Objective:
Produce a verbatim transcription of the records below, beginning at the line containing "For every instance of the green plant" and ending at the final line; include only those lines.

Dataset entries
==========
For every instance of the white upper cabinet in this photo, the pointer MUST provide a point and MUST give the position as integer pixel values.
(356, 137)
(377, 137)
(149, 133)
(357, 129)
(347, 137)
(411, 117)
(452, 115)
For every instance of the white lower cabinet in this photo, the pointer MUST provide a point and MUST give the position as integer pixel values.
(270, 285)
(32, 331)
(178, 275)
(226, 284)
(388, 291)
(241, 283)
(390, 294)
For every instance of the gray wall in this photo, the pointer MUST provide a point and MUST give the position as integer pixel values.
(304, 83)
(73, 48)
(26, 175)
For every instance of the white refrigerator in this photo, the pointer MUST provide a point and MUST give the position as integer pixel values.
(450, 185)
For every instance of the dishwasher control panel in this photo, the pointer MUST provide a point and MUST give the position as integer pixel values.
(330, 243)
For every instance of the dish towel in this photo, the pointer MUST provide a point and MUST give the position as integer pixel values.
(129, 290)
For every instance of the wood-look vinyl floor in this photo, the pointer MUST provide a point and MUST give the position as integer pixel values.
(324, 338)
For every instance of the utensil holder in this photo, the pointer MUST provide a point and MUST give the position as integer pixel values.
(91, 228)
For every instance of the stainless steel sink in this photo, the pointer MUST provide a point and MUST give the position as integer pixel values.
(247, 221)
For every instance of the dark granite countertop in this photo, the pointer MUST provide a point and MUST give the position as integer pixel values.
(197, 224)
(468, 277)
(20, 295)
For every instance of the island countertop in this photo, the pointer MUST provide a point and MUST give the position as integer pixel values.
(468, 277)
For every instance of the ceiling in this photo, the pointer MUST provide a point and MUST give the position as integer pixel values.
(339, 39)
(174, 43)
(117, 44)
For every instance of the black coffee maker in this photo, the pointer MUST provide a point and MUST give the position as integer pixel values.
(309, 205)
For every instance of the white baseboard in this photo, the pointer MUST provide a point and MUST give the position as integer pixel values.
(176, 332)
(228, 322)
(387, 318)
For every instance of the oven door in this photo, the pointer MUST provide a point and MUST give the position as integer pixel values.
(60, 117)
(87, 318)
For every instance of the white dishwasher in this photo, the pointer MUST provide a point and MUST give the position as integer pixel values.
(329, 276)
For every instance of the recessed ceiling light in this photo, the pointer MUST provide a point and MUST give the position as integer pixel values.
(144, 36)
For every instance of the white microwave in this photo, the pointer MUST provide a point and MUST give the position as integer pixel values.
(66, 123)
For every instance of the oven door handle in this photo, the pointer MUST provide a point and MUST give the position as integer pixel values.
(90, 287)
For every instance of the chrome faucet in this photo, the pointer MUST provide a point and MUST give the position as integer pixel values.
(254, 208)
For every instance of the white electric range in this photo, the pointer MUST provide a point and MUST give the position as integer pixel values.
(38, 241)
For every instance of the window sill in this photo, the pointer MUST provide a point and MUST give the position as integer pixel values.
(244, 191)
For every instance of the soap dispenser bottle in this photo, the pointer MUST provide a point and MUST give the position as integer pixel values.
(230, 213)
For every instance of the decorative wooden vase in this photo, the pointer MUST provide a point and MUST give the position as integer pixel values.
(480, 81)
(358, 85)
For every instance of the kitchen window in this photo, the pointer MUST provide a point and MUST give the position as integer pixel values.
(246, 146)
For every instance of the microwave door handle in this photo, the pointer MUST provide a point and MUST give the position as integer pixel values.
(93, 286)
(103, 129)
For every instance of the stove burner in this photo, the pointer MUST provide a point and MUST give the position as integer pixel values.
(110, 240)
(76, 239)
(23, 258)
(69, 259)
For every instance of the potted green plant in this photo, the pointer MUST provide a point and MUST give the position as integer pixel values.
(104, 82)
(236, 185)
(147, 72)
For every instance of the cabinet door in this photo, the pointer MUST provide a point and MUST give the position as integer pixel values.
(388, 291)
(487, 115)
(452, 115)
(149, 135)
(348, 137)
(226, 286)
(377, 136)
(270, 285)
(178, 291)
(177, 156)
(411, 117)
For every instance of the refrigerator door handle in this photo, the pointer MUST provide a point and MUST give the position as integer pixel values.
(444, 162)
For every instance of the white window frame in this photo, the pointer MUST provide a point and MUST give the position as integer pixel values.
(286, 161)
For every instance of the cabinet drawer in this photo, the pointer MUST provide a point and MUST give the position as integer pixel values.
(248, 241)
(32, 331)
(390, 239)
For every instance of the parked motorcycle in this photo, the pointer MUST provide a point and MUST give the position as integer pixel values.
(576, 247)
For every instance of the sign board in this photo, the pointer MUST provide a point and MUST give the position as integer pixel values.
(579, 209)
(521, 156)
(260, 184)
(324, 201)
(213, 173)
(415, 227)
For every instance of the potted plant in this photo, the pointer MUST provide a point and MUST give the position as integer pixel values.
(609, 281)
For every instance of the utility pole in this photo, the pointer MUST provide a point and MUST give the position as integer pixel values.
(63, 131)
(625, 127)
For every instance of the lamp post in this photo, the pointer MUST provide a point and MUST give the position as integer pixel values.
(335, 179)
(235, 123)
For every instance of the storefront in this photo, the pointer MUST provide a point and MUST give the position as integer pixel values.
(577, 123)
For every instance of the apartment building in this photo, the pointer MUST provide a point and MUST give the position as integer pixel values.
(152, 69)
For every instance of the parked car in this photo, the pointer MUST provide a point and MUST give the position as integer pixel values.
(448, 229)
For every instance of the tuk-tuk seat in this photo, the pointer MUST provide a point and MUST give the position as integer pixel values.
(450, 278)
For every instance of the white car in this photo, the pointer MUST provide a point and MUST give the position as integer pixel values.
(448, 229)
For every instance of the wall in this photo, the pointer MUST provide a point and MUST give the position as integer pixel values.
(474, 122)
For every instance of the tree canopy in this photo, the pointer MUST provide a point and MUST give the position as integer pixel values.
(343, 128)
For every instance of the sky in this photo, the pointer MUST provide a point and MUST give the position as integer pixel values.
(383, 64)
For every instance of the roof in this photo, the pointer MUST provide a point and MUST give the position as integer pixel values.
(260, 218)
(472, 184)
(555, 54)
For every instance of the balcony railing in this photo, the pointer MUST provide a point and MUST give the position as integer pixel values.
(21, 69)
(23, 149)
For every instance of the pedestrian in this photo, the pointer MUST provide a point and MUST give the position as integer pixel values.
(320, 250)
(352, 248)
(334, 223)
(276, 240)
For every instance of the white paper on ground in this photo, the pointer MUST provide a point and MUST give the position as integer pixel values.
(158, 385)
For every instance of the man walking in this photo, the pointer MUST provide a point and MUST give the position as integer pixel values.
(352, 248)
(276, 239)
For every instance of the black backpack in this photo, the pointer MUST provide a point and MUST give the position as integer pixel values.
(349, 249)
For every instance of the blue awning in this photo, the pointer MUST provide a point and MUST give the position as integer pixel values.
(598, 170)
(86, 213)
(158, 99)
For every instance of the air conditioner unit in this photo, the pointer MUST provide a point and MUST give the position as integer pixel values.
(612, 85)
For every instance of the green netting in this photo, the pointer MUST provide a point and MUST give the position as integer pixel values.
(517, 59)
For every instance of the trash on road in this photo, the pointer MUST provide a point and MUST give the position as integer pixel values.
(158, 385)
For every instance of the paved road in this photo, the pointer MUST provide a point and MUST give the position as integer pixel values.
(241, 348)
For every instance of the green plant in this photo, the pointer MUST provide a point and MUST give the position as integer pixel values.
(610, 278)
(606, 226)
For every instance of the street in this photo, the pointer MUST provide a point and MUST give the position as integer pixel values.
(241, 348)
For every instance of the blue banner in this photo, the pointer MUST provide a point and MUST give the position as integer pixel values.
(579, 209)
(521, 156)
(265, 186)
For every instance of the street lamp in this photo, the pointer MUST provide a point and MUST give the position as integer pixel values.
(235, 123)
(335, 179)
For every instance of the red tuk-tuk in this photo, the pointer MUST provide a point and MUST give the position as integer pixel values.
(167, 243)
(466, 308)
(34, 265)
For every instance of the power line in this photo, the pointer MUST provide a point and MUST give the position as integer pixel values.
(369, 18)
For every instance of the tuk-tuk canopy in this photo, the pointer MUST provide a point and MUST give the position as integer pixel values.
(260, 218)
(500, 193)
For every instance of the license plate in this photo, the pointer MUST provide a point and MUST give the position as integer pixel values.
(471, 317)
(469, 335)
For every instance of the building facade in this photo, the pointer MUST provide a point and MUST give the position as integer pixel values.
==========
Correct response:
For every instance of the green plant in this photo, the pointer MUST provide a point and MUST give the position as integer pixel values.
(610, 278)
(606, 226)
For every instance of the street in this photo, the pointer MUST provide a point and MUST give the position as integer pixel values.
(241, 348)
For every instance of the blue banner in this photo, the pointer MUST provide a point and MUST give the position as integer pixel values.
(579, 209)
(521, 156)
(265, 186)
For every instance of the street lamp in this photo, the pointer MUST provide a point and MUST give the position as integer pixel values.
(235, 123)
(335, 179)
For every instance of the red tuk-tuk in this photo, the pointer MUST provide a point and MUST give the position as integer pixel values.
(167, 243)
(466, 308)
(34, 265)
For every instance of the power line in this photo, the pointer MUST provide a point and MUST give the position as integer pixel values.
(369, 18)
For every instance of the tuk-tuk canopy in this photo, the pointer MUST provide a point and MUST give the position as integer pixel values.
(260, 218)
(500, 193)
For every instance of the license plate in this photo, the pointer MUST provide a point and MUST give the position as integer pixel values.
(471, 317)
(469, 335)
For every instance of the building facade in this photo, the pointer MUST provide a point and MUST give the position as integer pixel values.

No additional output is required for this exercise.